- **Provided text**:
The UK government is planning to “encourage” the use of methane suppressants for dairy cows in order to reduce greenhouse gas emissions from farming. The suppressants, which can be made from chemicals or natural ingredients such as seaweed, inhibit or disrupt the enzymes that produce methane during digestion and release.

Cows produce methane through digestion, mostly through “silent burping” and farting, and the world’s 1.5 billion cattle each produce up to 500 litres of methane a day. Scientists estimate that cattle are significant contributors to climate change, as methane has more than 80 times the warming power of carbon dioxide during its first 20 years in the atmosphere. Methane makes up more than half of all greenhouse gases produced in agriculture in the UK, according to a 2019 study.

The UK government believes that methane suppressants, which are expected to enter the UK market in 2025, could help the country meet its target of achieving net zero by 2050. A government spokesperson said, “Well-managed livestock can provide various environmental benefits, and we plan to encourage the uptake of high efficacy methane suppressing products once they reach the UK market.”

Tom Bradshaw, deputy president of the National Farmers’ Union, called the development of methane-suppressing products “exciting” for the industry. He said, “Everybody recognises the need to reduce climatic impact, and this is something we are really interested in. This could be a really positive step for that.” However, Mr Bradshaw added that there was some suggestion that some suppressants could reduce the effectiveness of feeds, and more research was still needed.

Farmers will also face the additional cost of buying the suppressants at a time when many are facing higher feed and fertiliser costs. Mr Bradshaw suggested that rewards and incentives from the government for producers who reduce their emissions could help offset this cost.

Cows and other hooved livestock, such as sheep and goats, produce methane while digesting grass and organic-based feeds. Around 70% of all methane emissions from livestock come from this process, with the remaining 30% arising from the storage and application of manure.

Methane-suppressing products can reduce the amount of methane produced from digestion by inhibiting or disrupting the enzymes which produce the gas. The suppressants can come from chemicals or natural substances, including potentially seaweed and garlic, and can be ground into feed and given to animals.

The UK government’s plan to encourage the use of methane suppressants for dairy cows is not the first aiming to reduce methane emissions from livestock. The government launched a call for evidence in August last year to address the issue.

- **Exercise tasks**:
1. According to the methane suppressant article, in what year are the suppressants expected to enter the UK market?
2. Condense the paragraph of the methane suppressant article that begins "Cows and other hooved livestock" into one shorter sentence that keeps its main facts.
Use only the methane suppressant article for your answers.

- **Source records**:
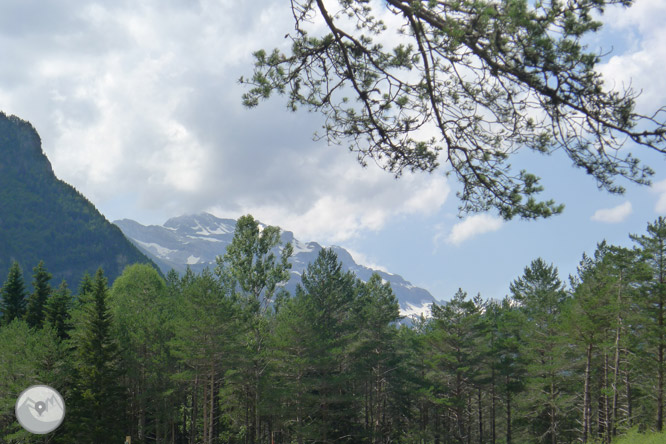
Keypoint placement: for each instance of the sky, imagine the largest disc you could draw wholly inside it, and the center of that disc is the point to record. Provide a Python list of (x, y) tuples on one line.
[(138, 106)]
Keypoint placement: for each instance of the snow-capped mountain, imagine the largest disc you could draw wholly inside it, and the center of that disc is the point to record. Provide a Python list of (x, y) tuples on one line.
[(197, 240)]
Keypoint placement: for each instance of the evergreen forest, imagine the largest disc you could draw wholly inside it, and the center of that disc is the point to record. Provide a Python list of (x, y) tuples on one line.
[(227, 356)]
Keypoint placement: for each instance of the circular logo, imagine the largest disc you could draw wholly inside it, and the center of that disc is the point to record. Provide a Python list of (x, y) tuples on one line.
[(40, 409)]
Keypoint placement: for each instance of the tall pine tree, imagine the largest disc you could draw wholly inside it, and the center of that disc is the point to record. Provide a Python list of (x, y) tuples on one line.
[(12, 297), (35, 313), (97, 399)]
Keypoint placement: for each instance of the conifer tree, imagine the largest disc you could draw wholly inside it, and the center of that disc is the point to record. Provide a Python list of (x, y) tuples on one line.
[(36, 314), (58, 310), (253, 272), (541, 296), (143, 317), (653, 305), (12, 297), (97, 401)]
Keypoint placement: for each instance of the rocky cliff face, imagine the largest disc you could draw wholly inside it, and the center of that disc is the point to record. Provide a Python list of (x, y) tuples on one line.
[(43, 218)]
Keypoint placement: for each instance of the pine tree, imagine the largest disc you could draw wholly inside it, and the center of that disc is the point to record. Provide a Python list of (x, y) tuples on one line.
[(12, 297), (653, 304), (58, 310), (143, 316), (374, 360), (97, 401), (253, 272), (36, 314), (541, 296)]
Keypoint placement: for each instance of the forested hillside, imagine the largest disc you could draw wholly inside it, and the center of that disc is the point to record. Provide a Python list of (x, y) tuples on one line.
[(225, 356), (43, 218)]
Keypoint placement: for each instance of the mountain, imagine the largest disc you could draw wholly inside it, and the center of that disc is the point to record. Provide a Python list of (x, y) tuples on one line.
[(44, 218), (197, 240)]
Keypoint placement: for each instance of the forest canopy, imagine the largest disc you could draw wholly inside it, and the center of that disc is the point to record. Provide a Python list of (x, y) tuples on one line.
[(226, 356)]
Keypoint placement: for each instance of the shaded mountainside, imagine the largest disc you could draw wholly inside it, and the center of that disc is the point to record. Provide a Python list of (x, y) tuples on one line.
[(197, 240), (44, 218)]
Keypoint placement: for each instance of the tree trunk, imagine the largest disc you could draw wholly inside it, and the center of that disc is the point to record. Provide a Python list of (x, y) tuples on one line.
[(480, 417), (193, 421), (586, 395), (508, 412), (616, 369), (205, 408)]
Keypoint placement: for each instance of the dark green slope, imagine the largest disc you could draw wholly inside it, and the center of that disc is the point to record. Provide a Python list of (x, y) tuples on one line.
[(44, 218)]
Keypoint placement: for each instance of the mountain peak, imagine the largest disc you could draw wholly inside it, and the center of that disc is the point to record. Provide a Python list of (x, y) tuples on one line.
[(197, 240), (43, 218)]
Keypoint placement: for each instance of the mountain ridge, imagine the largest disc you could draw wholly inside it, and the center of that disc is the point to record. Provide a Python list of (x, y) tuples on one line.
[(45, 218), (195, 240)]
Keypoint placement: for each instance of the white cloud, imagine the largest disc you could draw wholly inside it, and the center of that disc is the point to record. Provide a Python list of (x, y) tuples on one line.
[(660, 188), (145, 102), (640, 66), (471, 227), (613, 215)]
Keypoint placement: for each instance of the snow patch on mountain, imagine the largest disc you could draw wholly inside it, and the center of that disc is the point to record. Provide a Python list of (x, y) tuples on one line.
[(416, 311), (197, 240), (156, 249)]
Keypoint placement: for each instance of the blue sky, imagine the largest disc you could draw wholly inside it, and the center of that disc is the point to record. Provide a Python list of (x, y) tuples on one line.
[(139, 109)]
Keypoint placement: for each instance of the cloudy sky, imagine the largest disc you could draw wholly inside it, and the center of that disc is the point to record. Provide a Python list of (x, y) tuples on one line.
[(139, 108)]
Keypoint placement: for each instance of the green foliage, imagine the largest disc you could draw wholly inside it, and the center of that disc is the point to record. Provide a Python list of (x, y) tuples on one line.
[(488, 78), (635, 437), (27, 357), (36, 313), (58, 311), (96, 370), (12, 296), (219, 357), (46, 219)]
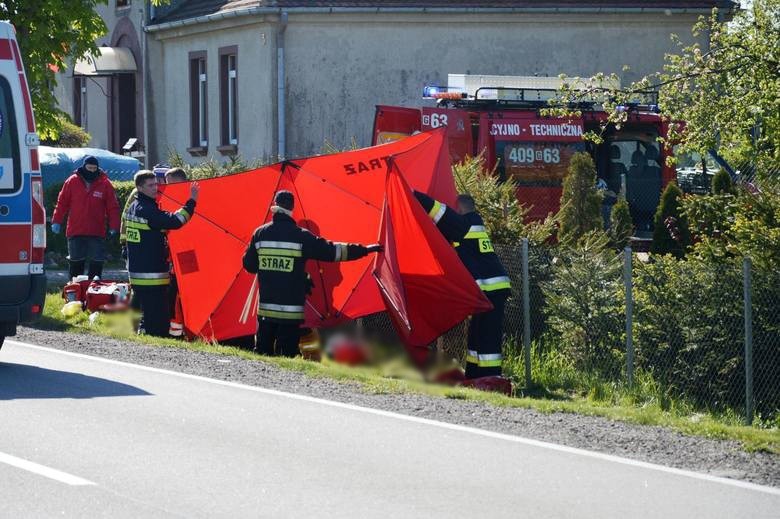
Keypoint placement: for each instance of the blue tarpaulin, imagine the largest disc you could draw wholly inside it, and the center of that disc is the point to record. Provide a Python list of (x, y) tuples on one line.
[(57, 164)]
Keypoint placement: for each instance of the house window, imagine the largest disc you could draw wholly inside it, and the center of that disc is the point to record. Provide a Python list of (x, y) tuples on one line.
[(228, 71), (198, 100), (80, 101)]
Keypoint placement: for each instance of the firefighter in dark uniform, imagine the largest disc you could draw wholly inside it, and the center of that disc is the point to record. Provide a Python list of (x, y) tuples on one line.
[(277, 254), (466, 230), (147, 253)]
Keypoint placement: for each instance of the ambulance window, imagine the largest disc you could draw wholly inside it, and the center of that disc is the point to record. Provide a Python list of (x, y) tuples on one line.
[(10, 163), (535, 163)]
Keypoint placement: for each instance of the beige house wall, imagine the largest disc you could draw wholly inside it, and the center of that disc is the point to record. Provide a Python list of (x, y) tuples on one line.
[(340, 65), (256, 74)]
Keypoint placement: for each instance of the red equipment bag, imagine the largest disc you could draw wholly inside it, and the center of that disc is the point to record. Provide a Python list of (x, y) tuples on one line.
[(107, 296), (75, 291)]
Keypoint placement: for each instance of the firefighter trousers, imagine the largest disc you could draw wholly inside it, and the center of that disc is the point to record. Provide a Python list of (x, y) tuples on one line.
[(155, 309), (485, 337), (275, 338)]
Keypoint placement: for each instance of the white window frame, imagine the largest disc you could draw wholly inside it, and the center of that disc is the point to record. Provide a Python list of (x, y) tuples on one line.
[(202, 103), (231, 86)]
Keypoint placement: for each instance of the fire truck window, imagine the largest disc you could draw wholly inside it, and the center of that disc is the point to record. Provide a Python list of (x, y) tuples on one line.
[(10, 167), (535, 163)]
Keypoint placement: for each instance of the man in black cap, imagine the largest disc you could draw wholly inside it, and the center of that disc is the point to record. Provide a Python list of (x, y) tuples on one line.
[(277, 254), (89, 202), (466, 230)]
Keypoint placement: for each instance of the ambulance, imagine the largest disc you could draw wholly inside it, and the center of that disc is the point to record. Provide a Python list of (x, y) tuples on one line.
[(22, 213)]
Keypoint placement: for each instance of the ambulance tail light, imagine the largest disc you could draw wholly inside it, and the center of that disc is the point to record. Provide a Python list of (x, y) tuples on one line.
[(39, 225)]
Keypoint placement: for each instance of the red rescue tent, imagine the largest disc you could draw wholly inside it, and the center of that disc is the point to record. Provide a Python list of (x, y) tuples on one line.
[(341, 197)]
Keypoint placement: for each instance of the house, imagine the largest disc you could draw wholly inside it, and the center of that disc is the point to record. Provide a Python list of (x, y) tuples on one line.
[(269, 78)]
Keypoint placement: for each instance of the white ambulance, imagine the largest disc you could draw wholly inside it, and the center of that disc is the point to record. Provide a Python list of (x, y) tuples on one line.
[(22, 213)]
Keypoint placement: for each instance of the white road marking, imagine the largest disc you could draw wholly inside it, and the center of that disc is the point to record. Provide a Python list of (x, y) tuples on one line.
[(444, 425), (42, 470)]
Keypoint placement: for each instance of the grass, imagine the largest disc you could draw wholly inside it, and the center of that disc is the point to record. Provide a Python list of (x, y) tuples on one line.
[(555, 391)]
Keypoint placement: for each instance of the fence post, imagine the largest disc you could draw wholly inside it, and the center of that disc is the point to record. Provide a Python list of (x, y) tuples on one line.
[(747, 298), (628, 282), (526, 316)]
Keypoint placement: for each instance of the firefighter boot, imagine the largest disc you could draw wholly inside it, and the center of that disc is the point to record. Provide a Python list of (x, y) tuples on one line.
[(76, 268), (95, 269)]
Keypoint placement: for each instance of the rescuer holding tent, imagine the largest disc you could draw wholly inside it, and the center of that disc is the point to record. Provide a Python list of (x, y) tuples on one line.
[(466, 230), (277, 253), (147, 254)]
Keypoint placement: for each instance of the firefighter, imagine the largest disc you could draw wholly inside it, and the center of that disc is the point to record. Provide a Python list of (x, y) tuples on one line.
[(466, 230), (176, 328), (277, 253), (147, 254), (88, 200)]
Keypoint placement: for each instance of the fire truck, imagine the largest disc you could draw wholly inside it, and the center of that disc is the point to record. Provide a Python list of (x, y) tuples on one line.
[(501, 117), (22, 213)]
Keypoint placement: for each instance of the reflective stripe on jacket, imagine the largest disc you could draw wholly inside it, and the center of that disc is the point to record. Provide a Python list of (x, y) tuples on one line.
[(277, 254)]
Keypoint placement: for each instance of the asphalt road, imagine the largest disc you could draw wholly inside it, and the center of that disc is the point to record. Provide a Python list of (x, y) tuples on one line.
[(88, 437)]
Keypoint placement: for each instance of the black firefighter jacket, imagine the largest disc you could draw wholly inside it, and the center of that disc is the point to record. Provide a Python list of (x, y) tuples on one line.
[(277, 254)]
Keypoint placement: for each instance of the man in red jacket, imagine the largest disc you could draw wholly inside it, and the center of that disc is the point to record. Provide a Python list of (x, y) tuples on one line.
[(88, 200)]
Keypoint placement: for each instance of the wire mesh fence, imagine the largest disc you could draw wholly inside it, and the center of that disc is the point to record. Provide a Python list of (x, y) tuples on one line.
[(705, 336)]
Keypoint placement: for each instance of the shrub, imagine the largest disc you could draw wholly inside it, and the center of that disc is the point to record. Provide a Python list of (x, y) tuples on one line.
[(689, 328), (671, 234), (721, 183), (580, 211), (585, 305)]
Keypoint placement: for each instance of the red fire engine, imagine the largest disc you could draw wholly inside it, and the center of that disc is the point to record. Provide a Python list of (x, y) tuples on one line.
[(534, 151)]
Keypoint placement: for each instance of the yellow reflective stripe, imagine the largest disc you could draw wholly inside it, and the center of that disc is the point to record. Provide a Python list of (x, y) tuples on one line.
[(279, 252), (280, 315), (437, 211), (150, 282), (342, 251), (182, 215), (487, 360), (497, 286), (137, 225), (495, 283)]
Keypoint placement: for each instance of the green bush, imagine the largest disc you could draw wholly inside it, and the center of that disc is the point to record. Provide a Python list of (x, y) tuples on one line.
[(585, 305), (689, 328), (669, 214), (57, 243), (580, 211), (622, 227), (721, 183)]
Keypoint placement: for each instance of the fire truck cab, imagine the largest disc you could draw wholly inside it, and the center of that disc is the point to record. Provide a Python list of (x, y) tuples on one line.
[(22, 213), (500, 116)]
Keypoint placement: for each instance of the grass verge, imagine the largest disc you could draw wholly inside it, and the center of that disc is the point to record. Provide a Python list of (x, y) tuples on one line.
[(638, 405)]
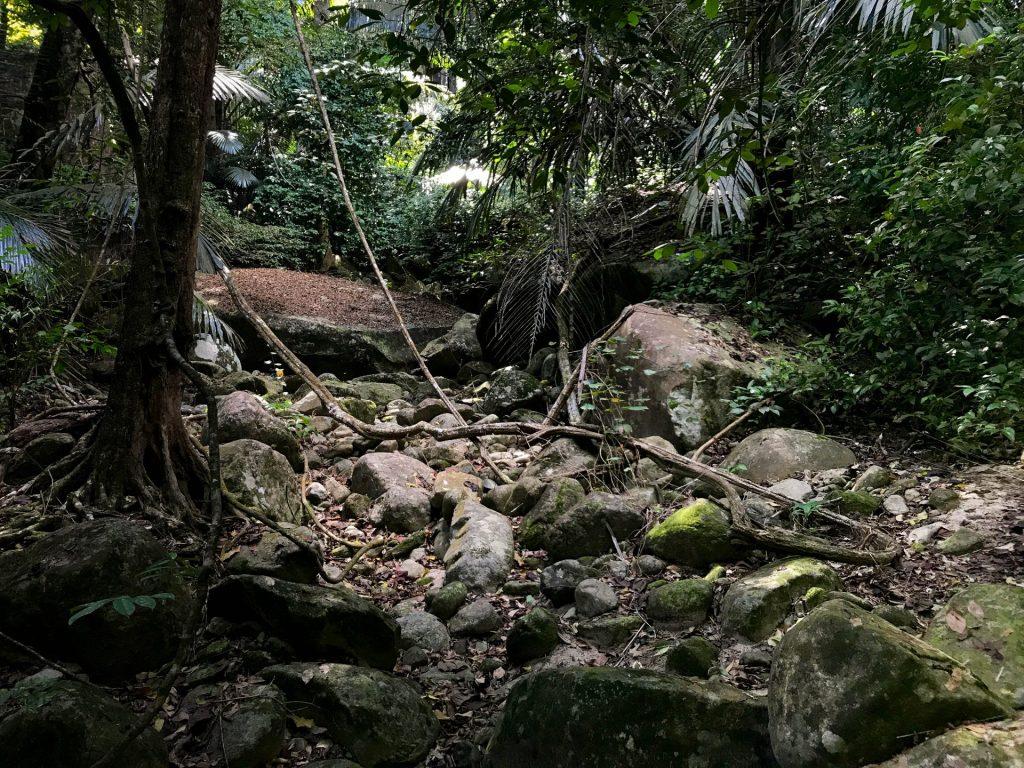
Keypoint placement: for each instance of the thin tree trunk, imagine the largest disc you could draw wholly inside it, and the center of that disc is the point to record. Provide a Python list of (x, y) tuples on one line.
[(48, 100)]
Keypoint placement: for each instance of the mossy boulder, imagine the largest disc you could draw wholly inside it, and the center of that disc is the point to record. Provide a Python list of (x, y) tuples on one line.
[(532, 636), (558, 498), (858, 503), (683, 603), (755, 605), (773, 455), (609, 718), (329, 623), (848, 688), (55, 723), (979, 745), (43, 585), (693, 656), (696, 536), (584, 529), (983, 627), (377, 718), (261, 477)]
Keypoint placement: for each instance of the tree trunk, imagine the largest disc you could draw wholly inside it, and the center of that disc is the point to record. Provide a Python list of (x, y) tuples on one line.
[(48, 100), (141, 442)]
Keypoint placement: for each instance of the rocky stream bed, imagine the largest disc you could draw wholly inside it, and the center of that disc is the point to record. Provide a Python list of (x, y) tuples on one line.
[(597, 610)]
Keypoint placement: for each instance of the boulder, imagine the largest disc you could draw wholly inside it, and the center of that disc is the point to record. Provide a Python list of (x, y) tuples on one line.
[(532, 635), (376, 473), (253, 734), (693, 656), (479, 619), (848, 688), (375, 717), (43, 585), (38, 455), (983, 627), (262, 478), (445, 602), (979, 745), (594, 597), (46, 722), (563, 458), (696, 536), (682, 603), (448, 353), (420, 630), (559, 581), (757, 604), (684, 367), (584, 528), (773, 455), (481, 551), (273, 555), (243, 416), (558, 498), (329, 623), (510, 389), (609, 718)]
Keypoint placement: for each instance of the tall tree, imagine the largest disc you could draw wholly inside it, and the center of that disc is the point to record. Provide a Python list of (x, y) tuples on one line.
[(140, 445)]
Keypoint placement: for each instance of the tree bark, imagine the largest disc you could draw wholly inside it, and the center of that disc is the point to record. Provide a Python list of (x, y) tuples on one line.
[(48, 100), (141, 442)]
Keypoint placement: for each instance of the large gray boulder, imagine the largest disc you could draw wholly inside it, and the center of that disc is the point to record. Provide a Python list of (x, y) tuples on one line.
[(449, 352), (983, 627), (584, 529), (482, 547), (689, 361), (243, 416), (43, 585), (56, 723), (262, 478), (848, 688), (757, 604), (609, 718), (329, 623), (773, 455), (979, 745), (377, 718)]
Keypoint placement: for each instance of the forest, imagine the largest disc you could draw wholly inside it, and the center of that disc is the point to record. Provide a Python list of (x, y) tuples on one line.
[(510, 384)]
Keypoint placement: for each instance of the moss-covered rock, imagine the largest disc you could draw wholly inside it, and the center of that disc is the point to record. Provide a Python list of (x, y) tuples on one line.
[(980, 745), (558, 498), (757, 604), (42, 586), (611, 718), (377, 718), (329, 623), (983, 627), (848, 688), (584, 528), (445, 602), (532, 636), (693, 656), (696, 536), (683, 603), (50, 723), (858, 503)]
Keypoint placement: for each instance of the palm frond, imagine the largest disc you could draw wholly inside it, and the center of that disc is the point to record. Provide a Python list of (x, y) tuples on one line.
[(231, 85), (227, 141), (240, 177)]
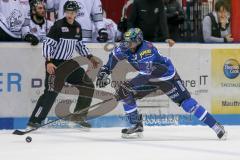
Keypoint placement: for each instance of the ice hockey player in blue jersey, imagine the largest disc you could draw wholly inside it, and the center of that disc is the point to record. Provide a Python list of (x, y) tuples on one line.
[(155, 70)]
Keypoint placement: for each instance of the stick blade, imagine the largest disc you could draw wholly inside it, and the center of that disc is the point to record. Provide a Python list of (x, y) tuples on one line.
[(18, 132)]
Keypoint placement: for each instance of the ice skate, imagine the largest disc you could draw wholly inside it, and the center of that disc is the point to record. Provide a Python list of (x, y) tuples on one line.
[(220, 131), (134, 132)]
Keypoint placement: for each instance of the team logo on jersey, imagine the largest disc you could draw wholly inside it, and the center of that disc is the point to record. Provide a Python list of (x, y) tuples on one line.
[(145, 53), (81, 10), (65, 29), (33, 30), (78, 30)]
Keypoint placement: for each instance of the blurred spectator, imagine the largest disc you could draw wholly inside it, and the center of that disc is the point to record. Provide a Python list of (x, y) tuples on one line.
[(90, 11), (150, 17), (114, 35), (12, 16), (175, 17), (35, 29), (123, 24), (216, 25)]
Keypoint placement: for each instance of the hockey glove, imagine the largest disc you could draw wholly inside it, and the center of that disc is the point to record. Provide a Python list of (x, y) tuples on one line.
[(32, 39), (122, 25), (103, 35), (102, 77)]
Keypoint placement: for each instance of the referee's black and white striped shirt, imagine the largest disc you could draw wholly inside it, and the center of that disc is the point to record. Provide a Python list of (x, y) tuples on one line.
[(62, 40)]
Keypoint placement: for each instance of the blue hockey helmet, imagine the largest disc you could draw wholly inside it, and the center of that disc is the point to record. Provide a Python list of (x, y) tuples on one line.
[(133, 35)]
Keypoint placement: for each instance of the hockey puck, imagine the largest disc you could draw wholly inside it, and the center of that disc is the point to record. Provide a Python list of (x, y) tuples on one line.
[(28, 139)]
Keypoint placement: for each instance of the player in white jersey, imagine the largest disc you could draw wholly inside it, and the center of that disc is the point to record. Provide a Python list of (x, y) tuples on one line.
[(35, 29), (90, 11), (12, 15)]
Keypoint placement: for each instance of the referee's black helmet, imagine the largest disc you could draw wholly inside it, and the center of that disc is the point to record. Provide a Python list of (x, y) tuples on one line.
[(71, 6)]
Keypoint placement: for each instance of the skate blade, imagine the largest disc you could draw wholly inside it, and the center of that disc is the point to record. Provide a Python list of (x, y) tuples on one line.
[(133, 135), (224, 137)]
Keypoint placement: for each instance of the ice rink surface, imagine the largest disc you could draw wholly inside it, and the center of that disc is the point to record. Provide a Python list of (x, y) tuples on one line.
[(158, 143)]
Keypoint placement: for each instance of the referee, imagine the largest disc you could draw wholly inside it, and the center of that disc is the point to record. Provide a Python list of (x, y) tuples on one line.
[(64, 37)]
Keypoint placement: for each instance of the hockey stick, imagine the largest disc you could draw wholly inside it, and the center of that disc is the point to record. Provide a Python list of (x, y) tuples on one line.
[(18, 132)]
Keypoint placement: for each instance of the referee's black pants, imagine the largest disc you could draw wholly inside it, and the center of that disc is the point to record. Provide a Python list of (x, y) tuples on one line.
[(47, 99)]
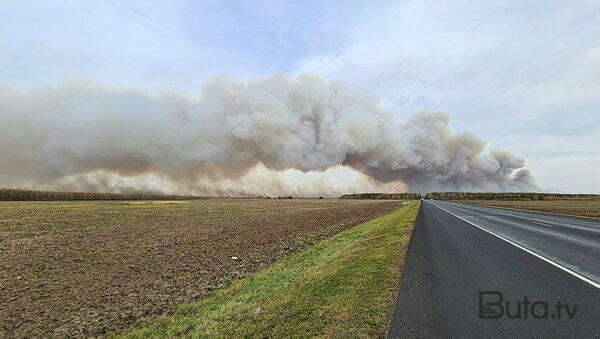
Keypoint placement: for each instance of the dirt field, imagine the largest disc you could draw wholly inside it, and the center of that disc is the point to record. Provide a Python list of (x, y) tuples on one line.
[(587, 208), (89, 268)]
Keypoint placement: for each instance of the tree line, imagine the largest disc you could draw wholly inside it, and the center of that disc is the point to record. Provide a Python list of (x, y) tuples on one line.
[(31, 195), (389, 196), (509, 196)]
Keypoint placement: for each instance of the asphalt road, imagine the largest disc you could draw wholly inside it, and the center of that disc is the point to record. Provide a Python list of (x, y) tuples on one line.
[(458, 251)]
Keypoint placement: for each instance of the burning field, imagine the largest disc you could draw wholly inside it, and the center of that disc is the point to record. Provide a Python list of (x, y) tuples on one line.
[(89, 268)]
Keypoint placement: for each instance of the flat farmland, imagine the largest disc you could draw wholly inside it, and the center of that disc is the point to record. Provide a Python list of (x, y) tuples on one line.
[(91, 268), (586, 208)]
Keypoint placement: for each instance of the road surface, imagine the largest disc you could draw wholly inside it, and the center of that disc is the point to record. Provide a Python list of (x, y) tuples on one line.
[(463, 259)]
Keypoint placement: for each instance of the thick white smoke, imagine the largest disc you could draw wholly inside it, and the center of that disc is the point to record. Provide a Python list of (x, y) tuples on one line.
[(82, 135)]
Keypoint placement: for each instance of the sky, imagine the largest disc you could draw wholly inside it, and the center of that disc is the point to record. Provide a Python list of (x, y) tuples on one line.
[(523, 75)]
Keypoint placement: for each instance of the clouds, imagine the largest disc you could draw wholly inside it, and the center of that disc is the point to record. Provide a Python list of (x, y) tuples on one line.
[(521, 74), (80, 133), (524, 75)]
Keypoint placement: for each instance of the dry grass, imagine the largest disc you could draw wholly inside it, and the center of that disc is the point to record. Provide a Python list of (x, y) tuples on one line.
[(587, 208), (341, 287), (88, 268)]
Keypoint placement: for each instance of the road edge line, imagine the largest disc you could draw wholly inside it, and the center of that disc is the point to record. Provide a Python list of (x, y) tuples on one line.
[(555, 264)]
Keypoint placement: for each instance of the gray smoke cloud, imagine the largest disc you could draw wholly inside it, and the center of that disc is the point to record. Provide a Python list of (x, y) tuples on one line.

- **Solutions to the tasks**:
1. 2025

2. Hooved livestock such as cows, sheep and goats produce methane while digesting grass and organic-based feeds, which accounts for around 70% of livestock methane emissions, with the other 30% coming from storing and applying manure.